◆ REQUIREMENT: Give every line of the records exactly, please, from the first up to and including the one containing "Locate the cinnamon".

=== Begin Enclosure ===

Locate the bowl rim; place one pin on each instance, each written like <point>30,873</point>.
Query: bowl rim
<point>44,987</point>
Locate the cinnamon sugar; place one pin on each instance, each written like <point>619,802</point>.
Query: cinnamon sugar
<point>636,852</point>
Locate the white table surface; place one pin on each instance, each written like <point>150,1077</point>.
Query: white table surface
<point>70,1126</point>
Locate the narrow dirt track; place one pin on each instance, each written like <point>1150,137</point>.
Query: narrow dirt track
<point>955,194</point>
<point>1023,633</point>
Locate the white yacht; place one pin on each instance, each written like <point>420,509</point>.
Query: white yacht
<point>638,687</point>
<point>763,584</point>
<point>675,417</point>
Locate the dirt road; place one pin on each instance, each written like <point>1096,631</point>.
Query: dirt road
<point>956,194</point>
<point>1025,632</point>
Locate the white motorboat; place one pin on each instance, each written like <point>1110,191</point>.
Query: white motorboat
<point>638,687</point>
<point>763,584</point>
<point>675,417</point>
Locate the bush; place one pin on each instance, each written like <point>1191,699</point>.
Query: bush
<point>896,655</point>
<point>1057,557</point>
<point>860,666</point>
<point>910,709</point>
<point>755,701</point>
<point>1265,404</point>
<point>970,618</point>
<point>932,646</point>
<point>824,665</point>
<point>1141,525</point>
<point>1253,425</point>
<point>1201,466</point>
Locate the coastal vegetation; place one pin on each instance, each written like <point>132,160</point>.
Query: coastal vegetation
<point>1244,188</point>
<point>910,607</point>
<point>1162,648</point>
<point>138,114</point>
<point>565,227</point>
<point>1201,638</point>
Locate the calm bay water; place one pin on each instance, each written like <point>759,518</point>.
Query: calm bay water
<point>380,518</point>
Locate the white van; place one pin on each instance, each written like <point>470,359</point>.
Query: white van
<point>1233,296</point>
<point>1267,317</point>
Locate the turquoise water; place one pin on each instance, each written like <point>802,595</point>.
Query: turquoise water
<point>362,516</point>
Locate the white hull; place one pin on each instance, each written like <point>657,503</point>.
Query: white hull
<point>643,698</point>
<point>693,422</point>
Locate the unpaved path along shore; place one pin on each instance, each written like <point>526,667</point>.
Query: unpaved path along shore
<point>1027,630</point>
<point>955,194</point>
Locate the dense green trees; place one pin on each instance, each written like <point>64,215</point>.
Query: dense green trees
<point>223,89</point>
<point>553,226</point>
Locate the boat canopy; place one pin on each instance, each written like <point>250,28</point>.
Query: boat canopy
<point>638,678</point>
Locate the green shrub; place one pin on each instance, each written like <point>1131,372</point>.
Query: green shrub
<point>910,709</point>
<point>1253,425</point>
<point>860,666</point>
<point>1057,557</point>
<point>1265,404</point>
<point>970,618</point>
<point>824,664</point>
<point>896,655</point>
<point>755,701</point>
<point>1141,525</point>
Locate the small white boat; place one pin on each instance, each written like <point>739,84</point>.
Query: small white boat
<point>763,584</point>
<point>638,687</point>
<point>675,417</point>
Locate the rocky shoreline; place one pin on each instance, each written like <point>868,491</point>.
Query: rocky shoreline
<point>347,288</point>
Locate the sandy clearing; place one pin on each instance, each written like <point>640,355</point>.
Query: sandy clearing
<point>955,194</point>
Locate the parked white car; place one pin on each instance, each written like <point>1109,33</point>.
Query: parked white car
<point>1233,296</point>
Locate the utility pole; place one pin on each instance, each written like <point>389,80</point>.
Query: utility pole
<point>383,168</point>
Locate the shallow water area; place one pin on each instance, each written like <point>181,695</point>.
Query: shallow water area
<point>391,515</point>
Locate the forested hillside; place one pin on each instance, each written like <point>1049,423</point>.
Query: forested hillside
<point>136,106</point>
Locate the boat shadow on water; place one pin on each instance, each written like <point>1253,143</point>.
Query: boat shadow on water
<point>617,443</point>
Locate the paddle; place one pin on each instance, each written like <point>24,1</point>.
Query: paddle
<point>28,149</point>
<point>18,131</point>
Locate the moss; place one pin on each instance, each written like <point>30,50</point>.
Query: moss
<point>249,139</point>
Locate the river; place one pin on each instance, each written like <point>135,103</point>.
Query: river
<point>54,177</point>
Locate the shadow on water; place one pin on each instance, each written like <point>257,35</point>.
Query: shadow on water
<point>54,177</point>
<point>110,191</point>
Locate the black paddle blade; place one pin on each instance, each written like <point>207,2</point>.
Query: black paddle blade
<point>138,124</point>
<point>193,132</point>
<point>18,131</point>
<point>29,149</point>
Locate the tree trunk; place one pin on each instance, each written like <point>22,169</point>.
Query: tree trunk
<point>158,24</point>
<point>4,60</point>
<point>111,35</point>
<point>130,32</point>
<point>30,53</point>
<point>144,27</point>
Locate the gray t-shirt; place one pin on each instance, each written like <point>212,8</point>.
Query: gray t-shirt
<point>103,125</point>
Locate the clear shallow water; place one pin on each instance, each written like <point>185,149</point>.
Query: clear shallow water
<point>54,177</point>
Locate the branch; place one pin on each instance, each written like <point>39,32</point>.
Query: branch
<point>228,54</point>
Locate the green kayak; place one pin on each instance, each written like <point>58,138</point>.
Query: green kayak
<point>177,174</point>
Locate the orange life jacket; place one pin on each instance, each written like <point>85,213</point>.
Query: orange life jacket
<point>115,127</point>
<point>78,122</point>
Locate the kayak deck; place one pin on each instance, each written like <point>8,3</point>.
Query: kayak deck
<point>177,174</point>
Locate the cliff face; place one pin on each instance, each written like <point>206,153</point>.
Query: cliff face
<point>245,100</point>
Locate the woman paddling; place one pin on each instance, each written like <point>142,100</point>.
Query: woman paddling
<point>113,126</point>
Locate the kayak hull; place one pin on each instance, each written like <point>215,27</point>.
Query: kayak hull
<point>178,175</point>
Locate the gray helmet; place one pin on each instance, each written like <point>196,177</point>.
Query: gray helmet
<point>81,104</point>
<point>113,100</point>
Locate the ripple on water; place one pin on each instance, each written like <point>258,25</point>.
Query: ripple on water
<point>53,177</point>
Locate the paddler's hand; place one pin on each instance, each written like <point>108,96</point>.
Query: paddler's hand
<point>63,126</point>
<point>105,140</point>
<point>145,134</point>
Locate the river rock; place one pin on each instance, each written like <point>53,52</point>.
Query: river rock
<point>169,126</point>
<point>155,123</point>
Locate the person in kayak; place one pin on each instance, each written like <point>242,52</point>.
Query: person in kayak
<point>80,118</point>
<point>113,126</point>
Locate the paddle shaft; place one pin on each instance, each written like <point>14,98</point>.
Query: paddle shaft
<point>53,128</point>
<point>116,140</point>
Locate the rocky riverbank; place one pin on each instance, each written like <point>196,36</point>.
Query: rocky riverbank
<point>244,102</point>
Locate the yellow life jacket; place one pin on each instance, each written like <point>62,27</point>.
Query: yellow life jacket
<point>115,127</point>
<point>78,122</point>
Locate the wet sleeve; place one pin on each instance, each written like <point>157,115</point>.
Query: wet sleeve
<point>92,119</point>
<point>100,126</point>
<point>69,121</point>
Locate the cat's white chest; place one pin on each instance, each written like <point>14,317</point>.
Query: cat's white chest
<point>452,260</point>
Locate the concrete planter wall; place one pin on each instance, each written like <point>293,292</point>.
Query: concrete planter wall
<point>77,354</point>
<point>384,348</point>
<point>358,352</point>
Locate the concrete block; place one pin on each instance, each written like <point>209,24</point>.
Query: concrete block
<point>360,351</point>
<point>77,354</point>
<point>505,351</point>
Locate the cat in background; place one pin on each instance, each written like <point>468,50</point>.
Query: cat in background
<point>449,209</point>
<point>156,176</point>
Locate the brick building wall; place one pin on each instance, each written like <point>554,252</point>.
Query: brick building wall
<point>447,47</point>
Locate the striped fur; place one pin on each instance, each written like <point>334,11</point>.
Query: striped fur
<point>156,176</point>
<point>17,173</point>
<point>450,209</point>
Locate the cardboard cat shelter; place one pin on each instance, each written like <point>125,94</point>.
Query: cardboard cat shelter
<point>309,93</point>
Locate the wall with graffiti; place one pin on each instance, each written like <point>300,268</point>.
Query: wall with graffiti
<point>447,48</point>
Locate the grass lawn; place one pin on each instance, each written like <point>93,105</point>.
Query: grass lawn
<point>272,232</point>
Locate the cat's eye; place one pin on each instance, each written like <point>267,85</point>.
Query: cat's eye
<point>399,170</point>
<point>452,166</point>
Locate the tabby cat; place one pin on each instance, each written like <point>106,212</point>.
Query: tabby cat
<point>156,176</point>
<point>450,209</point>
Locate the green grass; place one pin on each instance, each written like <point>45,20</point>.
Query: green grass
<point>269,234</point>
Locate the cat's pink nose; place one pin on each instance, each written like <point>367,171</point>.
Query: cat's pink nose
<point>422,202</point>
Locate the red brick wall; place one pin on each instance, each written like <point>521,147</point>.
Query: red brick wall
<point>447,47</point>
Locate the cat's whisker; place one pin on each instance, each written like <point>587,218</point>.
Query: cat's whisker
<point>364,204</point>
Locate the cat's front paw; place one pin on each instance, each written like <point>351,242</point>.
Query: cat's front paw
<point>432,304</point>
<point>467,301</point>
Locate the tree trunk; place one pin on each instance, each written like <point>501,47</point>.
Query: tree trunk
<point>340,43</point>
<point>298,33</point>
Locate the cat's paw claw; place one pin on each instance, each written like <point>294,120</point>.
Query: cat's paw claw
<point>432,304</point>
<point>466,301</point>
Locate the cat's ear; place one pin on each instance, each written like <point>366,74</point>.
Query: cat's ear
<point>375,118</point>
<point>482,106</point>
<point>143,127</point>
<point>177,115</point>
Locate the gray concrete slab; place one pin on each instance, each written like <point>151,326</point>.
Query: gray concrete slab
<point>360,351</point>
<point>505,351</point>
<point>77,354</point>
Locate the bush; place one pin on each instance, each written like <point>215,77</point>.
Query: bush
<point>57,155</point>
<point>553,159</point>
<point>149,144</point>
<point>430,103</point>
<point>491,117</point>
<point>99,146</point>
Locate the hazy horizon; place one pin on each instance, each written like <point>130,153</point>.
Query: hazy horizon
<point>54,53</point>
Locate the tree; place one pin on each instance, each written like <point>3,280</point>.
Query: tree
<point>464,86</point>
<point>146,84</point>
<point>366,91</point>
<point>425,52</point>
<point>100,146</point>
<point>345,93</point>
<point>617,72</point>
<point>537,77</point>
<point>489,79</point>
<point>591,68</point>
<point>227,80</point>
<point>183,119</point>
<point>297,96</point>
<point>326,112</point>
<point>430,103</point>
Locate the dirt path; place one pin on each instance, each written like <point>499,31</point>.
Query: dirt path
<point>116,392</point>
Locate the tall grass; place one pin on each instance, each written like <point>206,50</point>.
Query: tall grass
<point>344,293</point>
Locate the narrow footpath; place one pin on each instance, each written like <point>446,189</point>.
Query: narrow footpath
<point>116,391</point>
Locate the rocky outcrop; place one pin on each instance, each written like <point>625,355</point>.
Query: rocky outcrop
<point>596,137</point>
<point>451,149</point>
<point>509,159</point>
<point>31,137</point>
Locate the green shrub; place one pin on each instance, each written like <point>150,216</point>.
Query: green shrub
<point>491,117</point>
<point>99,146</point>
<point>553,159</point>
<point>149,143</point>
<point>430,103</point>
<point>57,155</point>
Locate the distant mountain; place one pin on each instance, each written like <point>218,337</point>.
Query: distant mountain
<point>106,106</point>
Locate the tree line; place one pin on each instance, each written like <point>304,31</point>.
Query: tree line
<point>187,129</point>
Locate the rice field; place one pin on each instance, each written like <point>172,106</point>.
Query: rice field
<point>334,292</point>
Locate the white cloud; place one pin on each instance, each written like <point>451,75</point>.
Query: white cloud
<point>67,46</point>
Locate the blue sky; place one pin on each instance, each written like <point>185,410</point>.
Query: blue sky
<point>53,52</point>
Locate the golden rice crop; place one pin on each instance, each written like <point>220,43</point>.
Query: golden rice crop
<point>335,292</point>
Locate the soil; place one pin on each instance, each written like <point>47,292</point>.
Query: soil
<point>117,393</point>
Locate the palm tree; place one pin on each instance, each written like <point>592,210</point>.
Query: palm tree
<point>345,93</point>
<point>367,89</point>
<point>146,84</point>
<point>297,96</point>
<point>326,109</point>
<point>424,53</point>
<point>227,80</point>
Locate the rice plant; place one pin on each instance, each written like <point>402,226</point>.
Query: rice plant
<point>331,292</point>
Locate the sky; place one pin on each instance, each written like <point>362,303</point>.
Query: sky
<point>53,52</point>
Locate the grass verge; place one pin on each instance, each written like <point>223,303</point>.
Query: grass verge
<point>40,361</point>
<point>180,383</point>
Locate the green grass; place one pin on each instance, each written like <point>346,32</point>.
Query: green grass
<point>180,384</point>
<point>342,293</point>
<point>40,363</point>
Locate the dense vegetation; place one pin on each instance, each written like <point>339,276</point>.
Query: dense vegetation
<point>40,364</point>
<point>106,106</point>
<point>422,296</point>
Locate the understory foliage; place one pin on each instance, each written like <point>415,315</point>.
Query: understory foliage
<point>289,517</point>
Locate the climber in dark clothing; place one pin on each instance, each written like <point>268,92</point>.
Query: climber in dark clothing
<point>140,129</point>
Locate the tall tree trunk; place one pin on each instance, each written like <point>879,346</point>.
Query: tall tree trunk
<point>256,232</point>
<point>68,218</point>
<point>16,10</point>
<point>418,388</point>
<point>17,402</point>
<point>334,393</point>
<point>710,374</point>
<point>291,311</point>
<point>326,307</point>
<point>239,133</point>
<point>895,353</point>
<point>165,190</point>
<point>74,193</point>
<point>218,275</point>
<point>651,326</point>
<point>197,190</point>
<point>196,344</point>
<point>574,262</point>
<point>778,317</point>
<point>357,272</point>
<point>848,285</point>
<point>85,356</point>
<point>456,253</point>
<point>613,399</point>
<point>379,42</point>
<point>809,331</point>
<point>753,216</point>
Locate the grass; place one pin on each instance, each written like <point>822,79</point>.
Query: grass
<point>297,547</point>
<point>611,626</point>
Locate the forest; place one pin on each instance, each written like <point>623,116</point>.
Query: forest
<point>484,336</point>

=== End Enclosure ===

◆ WRITTEN SOLUTION:
Locate the bowl rim; place one pin on each instance, each written like <point>30,873</point>.
Query: bowl rim
<point>44,987</point>
Locate the cinnamon sugar; place one pin on each instance, each written like <point>619,802</point>.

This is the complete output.